◆ PROVIDED RECORDS
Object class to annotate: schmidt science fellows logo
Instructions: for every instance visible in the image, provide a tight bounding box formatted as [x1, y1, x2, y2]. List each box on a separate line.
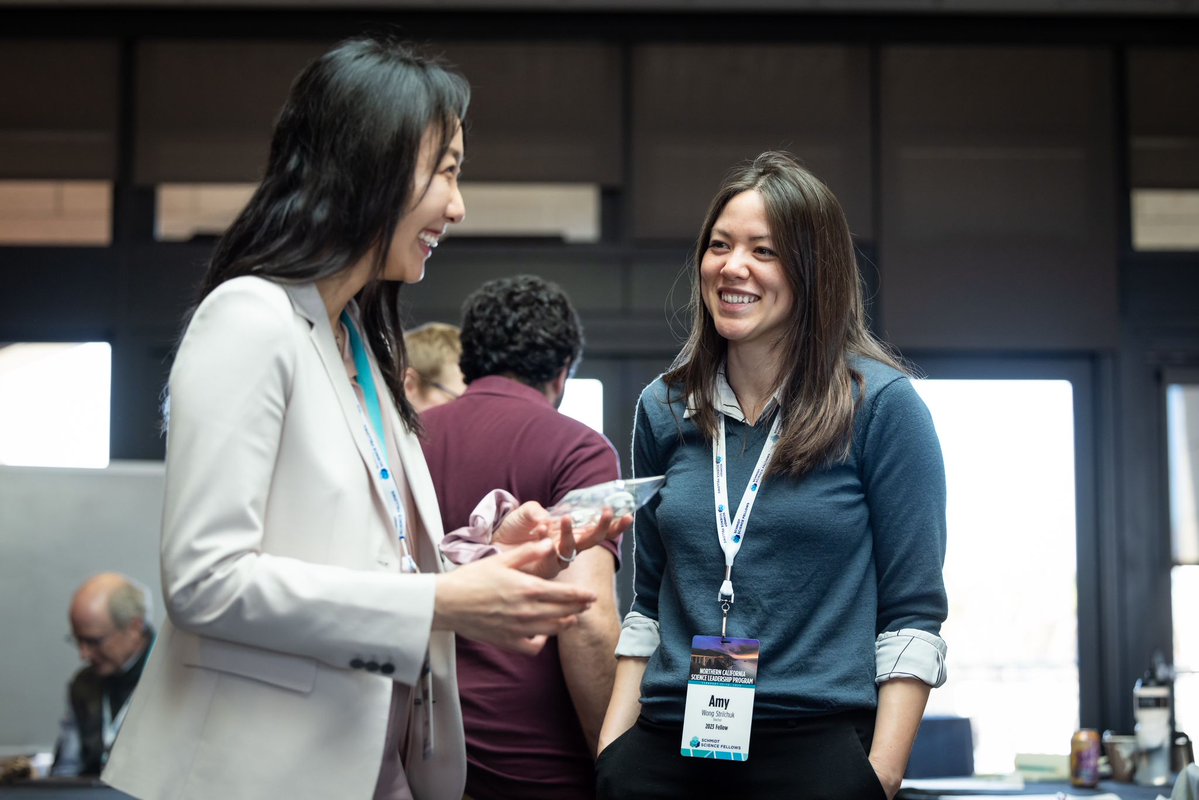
[690, 736, 701, 748]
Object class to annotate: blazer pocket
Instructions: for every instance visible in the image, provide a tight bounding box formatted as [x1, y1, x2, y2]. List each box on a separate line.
[182, 634, 318, 694]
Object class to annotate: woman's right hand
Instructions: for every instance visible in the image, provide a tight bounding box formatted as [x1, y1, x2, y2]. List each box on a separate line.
[432, 539, 597, 655]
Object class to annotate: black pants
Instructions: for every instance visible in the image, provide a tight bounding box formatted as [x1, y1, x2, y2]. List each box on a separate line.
[595, 711, 887, 800]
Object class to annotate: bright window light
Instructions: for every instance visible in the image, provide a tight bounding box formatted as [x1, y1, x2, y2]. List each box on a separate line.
[1174, 566, 1199, 736]
[1167, 381, 1199, 735]
[0, 343, 111, 468]
[913, 379, 1077, 775]
[1167, 384, 1199, 564]
[559, 378, 603, 434]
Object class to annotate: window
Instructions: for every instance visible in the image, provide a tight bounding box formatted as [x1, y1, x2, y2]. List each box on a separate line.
[914, 378, 1078, 774]
[0, 343, 111, 468]
[1166, 380, 1199, 734]
[1174, 566, 1199, 737]
[559, 378, 604, 435]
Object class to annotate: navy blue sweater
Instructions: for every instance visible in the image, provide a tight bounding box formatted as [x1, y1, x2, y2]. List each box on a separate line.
[627, 357, 948, 722]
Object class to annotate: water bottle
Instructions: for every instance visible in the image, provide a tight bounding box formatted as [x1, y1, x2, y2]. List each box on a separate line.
[547, 476, 665, 529]
[1133, 669, 1173, 786]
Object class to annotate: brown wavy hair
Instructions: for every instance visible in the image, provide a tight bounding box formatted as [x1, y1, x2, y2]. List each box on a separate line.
[665, 151, 905, 478]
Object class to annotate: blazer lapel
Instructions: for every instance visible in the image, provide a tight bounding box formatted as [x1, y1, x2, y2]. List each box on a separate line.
[285, 283, 445, 570]
[283, 283, 385, 510]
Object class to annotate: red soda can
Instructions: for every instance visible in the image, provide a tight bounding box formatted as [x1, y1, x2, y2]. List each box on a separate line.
[1071, 728, 1101, 787]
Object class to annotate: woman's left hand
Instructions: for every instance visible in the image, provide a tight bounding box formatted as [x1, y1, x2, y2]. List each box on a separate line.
[565, 507, 633, 554]
[492, 502, 633, 578]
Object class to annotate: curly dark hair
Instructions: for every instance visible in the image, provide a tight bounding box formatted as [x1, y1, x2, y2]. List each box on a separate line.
[459, 275, 583, 386]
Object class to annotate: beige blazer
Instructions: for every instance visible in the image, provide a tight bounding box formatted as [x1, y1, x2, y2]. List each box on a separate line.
[102, 277, 465, 800]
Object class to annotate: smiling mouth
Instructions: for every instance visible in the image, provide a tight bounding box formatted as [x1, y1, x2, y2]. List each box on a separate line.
[720, 292, 759, 305]
[418, 231, 441, 249]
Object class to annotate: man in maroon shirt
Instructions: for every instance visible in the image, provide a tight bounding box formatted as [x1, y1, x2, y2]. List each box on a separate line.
[421, 275, 621, 800]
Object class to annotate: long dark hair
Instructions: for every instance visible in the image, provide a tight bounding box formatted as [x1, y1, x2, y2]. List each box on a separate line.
[665, 151, 905, 478]
[194, 35, 470, 432]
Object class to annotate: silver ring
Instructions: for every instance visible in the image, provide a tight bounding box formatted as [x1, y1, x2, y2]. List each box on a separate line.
[556, 545, 578, 566]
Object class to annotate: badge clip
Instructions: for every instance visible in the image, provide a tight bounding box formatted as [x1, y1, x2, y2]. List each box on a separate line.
[719, 565, 735, 638]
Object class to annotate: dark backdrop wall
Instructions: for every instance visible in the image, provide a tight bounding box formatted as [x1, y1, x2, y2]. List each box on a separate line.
[1, 6, 1197, 736]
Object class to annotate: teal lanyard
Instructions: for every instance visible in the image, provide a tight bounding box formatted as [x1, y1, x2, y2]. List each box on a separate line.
[340, 310, 388, 467]
[339, 311, 431, 756]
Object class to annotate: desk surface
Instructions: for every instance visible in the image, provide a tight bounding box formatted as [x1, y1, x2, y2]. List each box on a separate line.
[0, 777, 1170, 800]
[899, 778, 1168, 799]
[0, 779, 129, 800]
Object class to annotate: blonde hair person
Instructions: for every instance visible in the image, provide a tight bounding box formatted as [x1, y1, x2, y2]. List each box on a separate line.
[404, 322, 466, 412]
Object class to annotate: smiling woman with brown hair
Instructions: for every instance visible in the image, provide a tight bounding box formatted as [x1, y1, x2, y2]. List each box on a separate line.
[598, 152, 949, 800]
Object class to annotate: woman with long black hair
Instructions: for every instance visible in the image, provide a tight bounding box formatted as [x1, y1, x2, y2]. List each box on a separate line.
[102, 36, 622, 800]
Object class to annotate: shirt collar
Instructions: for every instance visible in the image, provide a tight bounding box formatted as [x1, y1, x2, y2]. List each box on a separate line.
[106, 634, 152, 683]
[683, 364, 780, 424]
[464, 375, 552, 407]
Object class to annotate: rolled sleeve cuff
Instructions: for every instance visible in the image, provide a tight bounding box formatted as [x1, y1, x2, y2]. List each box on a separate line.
[875, 628, 948, 688]
[615, 610, 660, 658]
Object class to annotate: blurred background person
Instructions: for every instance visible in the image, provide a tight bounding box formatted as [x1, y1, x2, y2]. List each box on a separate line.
[52, 573, 154, 777]
[422, 275, 622, 800]
[404, 322, 466, 413]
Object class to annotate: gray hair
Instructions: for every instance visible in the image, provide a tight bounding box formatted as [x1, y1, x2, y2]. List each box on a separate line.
[108, 577, 151, 630]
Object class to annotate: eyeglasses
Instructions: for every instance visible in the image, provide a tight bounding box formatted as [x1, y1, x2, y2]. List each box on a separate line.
[65, 630, 117, 650]
[426, 380, 460, 400]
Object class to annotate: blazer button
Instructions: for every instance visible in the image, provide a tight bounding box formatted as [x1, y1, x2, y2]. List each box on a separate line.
[365, 661, 380, 672]
[380, 663, 395, 675]
[350, 658, 364, 670]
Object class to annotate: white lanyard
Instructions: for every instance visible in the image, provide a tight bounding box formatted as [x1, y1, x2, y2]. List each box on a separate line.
[350, 399, 436, 757]
[351, 400, 419, 575]
[713, 411, 781, 636]
[342, 313, 417, 575]
[99, 691, 131, 763]
[341, 315, 436, 757]
[341, 315, 435, 757]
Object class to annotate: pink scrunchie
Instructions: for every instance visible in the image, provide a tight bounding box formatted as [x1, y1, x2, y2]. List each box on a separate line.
[438, 488, 520, 565]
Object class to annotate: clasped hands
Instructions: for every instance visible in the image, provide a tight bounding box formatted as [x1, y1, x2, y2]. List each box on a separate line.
[433, 503, 632, 656]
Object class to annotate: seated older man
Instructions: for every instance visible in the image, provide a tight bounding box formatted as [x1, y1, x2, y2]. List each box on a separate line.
[52, 573, 155, 777]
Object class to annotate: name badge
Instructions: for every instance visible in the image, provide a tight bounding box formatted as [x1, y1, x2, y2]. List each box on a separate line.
[680, 635, 759, 761]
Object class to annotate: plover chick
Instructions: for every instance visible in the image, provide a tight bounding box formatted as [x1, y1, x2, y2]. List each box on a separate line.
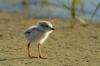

◆ ACTIVITY
A copy of each line in the data above that holds the string "smiling" is needed.

◆ TASK OUTPUT
Object class to annotate: smiling mouth
Object class to annotate: smiling woman with brown hair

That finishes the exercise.